WHAT IS BEING ASKED:
Restate the data word for word and leave the images out.

SOURCE MATERIAL:
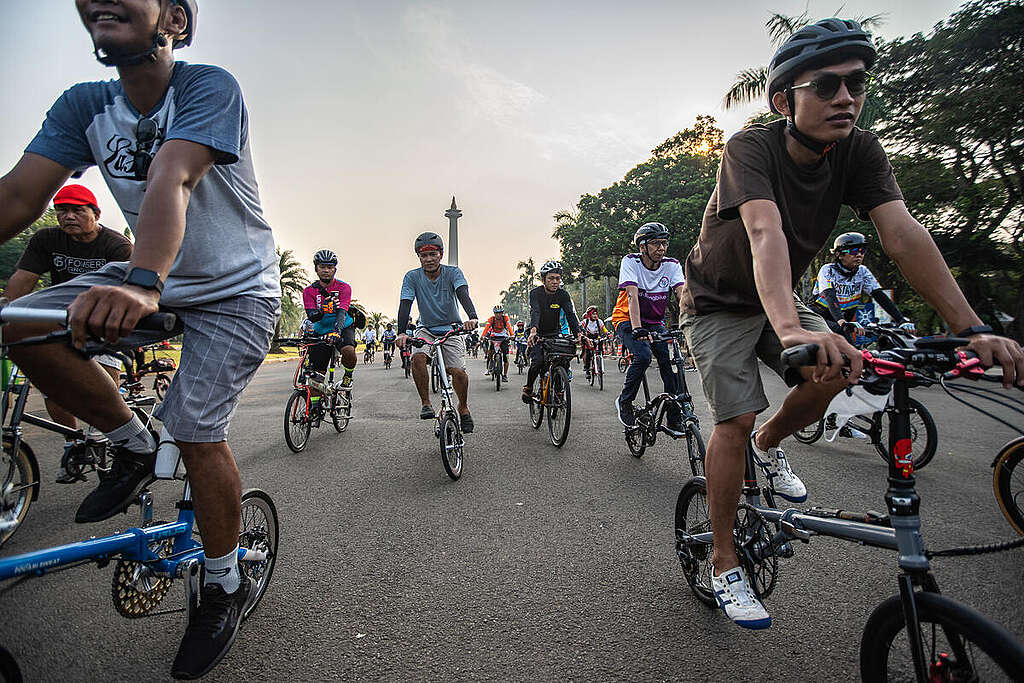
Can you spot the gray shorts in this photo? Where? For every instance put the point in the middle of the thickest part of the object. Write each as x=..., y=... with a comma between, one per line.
x=454, y=349
x=224, y=343
x=726, y=347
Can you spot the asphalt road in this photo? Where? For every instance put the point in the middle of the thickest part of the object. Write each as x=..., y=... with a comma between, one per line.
x=540, y=563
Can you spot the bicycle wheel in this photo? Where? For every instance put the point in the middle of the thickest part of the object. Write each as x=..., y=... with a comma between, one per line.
x=695, y=450
x=1008, y=482
x=960, y=643
x=341, y=411
x=259, y=532
x=161, y=384
x=811, y=432
x=692, y=517
x=18, y=485
x=559, y=407
x=297, y=423
x=452, y=445
x=922, y=424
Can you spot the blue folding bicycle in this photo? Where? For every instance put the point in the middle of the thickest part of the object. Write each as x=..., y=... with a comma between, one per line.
x=151, y=556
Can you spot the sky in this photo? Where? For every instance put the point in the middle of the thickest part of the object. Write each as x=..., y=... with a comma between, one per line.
x=366, y=118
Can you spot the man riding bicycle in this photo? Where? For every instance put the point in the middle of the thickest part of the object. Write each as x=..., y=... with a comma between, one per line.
x=548, y=303
x=779, y=189
x=844, y=286
x=498, y=328
x=327, y=301
x=435, y=289
x=79, y=245
x=645, y=282
x=183, y=177
x=595, y=332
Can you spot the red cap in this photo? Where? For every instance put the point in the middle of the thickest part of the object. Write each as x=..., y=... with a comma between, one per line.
x=75, y=195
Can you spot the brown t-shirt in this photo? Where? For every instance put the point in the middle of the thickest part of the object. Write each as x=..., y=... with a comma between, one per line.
x=50, y=249
x=756, y=166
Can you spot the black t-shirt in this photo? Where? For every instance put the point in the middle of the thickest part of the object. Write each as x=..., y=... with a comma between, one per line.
x=756, y=166
x=51, y=250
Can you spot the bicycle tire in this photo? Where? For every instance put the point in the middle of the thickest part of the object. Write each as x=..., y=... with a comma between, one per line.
x=960, y=630
x=811, y=432
x=559, y=407
x=921, y=456
x=340, y=414
x=695, y=451
x=1010, y=493
x=19, y=473
x=260, y=530
x=452, y=446
x=297, y=423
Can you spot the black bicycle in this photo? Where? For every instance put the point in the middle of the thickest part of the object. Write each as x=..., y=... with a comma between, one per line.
x=946, y=641
x=554, y=394
x=650, y=418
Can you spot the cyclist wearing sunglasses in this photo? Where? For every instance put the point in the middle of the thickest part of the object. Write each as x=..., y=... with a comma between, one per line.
x=779, y=190
x=843, y=287
x=203, y=249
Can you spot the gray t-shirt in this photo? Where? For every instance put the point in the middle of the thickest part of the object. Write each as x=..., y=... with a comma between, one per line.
x=227, y=248
x=435, y=299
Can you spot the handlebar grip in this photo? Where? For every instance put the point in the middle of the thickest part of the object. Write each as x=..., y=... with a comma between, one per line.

RESULT OF THIS EXERCISE:
Can you spot the gray shorts in this photo? Where? For every instance put the point in the middle of the thickest part of the object. Write each as x=..., y=... with a comma between, one per line.
x=454, y=349
x=224, y=343
x=726, y=347
Can you spot the asphalt road in this photo? Where? For every instance put the point in the middle of the thickest part of the object. Write each as x=..., y=... with a comma between, one per line.
x=540, y=563
Can you spot the bicycle wheel in this photo? Where? For every instance put the point in the middle of the thickest part of the object. Write each as x=..., y=... with a comma between, one per line.
x=695, y=450
x=1008, y=482
x=960, y=643
x=341, y=411
x=259, y=532
x=161, y=384
x=811, y=432
x=692, y=517
x=18, y=485
x=559, y=407
x=297, y=423
x=452, y=445
x=922, y=424
Can you spot the blue folding bicycle in this photo? Where? For every instance put the point in the middle of the thickest part of the object. Write each as x=..., y=... with a comma between, one per line.
x=151, y=556
Can you spot the sky in this photo? Where? For every instance put the point in the middle of the thickest part of the object. Write each as x=..., y=... with a comma between, one per line.
x=366, y=118
Can you spot the man riding bicycle in this photo? Where? For every instance put the point in the middle of the thickest part of the object. Write each as x=..., y=... with a comma between, one per line.
x=548, y=303
x=779, y=189
x=844, y=286
x=498, y=328
x=327, y=301
x=435, y=289
x=79, y=245
x=645, y=282
x=183, y=177
x=595, y=332
Can you spot the red cap in this photo? Where? For every instance put the point in the middle of the thickest part of the object. Write each as x=..., y=... with a comma between, one per line.
x=75, y=195
Can you spot the brown t-shirt in this photo? Where? For every instance put the point in the middle of the thickest part of the object. Write each as x=..., y=... with a comma between, one per line.
x=50, y=249
x=756, y=166
Can you spot the black t-shirt in this photo? Where? For every instance put the point in the middle of the thickest part of the object. Write each as x=..., y=... with a comma between, one per line.
x=756, y=166
x=51, y=250
Can you spot the bicycle tire in this photo? Where? For every instance put the point in the middle of the thickest part of the object. Write each as x=..., y=... with a comma between, one per line.
x=960, y=630
x=811, y=432
x=559, y=407
x=921, y=456
x=340, y=414
x=695, y=451
x=1010, y=493
x=19, y=473
x=260, y=530
x=452, y=446
x=297, y=423
Can you spot the black bicycle in this photo? Where? For every instance put the point in the middle of the thickest part of the object. Write each as x=..., y=... with a comma between, one per line.
x=946, y=641
x=554, y=394
x=650, y=418
Can you spot the cyclist wearing sunglasses in this photo? Where? For every instance put the point in the middle of the thickest part of the object. Write each as x=..., y=... with a comma between, one per line.
x=779, y=190
x=843, y=287
x=203, y=249
Can you spot the gray t-shirt in this photo? Where? For every instance put the point in the middle of the thickest part of the object. Write each as x=..., y=... with a comma between, one per line.
x=227, y=248
x=435, y=299
Can you spot the handlebar grip in this photo? Where? For every instance put the point in the middle of the thickest part of the object. Write each as x=..., y=... with a comma between, one per line.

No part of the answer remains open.